Faithfully repeat all of the records, as they are written below.

:: Study material

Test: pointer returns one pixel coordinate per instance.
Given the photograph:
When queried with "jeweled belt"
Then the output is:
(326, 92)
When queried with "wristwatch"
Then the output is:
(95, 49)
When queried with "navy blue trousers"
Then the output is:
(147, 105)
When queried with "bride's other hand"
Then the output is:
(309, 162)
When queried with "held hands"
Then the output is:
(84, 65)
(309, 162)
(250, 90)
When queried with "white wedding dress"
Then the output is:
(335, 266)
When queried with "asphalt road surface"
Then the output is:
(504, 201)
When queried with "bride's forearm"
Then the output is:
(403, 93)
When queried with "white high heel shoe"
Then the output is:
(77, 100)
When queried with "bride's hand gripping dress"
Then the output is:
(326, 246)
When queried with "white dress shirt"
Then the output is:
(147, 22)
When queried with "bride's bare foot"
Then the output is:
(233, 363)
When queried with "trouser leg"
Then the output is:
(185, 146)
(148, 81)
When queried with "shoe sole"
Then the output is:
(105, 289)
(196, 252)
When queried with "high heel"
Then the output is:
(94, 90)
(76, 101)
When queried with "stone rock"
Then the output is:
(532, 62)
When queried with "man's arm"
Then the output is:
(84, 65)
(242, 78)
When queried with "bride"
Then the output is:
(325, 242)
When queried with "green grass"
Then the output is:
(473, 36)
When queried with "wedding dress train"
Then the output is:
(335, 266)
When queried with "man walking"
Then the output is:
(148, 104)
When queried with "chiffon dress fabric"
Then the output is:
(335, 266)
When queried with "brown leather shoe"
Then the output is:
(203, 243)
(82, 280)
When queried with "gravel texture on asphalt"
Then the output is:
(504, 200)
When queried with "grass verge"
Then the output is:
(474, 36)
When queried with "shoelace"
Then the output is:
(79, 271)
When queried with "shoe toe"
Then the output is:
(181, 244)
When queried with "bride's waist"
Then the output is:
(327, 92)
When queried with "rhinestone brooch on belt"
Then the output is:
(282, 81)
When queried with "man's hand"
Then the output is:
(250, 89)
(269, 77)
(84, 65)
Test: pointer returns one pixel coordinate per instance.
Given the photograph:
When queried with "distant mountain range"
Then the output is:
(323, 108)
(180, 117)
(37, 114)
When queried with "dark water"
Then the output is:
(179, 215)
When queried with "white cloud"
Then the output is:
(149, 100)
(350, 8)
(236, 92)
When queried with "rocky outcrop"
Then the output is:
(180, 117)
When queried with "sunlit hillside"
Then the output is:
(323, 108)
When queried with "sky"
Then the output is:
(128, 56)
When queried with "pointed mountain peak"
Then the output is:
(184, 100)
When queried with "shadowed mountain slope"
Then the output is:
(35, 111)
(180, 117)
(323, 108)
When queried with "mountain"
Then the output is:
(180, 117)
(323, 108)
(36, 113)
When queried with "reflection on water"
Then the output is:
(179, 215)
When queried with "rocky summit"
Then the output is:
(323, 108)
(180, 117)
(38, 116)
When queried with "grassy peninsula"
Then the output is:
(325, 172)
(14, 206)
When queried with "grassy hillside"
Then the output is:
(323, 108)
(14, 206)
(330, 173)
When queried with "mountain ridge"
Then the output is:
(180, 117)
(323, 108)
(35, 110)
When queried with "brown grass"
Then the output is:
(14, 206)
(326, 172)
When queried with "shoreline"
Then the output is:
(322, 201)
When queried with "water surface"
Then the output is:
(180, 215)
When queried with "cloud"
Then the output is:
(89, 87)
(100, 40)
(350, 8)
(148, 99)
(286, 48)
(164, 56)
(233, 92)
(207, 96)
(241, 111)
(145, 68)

::::

### Answer to this exercise
Test: pointer returns one pixel coordinate per instance.
Given the photograph:
When queried with "jeweled belt"
Then the output is:
(326, 92)
When queried with "wristwatch"
Then the output is:
(95, 49)
When queried with "navy blue trousers"
Then the output is:
(147, 105)
When queried with "bride's other hand"
Then the output is:
(309, 162)
When queried with "held hands"
Then the output is:
(84, 65)
(309, 162)
(250, 90)
When queried with "white wedding dress"
Then the output is:
(335, 266)
When queried with "asphalt road surface"
Then the output is:
(504, 201)
When queried with "bride's forearm"
Then the output is:
(403, 93)
When queried with "white high heel shoe"
Then the output is:
(77, 100)
When queried with "bride's hand gripping dress"
Then the output is:
(326, 246)
When queried with "white dress shirt"
Then the output is:
(147, 22)
When queried with "bride's bare foot"
Then the output is:
(233, 363)
When queried with "trouser leg"
Then the output is:
(185, 146)
(148, 81)
When queried with "shoe sole"
Then the output is:
(105, 289)
(196, 252)
When queried with "high heel"
Then the output is:
(94, 90)
(76, 101)
When queried with "stone rock"
Then the output is:
(532, 62)
When queried with "man's arm"
Then the output is:
(84, 65)
(242, 78)
When queried with "bride"
Then the output is:
(325, 242)
When queried with "green grass"
Then the output is:
(473, 36)
When queried with "wedding dress train"
Then the output is:
(335, 266)
When queried with "man walking"
Then the output is:
(148, 104)
When queried with "chiffon dress fabric"
Then the output is:
(335, 266)
When queried with "brown leather shoe"
Then the output is:
(203, 243)
(82, 280)
When queried with "gravel texture on asphalt"
Then the output is:
(504, 200)
When queried with "grass verge"
Then the output is:
(474, 36)
When queried with "shoelace"
Then the output is:
(79, 271)
When queried with "shoe toe"
Then the output is:
(181, 244)
When queried with "bride's waist"
Then the output is:
(327, 92)
When queried with "rhinestone brooch on belt"
Then the output is:
(282, 81)
When queried with "man's hand"
Then the output is:
(250, 89)
(269, 77)
(84, 65)
Test: pointer returns one pixel coordinate per instance.
Given the photograph:
When queried with "distant mountain range"
Then the output is:
(323, 108)
(180, 117)
(37, 114)
When queried with "dark water"
Then the output is:
(179, 215)
When queried with "white cloud"
Then the output is:
(149, 100)
(350, 8)
(236, 92)
When queried with "rocky outcrop"
Then the output is:
(180, 117)
When queried with "sunlit hillside"
Then the output is:
(323, 108)
When queried with "sky"
Then the output is:
(128, 56)
When queried with "pointed mountain peak"
Then the output is:
(184, 100)
When queried with "shadowed mountain slope"
Then the output is:
(35, 111)
(180, 117)
(323, 108)
When queried with "mountain"
Then the output is:
(180, 117)
(323, 108)
(36, 113)
When queried with "reflection on water"
Then the output is:
(179, 215)
When queried with "rocky summit"
Then the output is:
(323, 108)
(180, 117)
(38, 116)
When queried with "grassy peninsula"
Then the output is:
(325, 172)
(14, 206)
When queried with "grassy hillside"
Then the output is:
(323, 108)
(14, 206)
(330, 173)
When queried with "mountain ridge"
Then the output is:
(180, 117)
(323, 108)
(35, 110)
When queried with "brown grass"
Then the output is:
(14, 206)
(326, 172)
When queried with "shoreline"
Then the output is:
(322, 201)
When queried with "water surface"
Then the output is:
(180, 215)
When queried with "cloud"
Then the output is:
(89, 87)
(100, 40)
(350, 8)
(148, 99)
(286, 48)
(164, 56)
(233, 92)
(207, 96)
(241, 111)
(145, 68)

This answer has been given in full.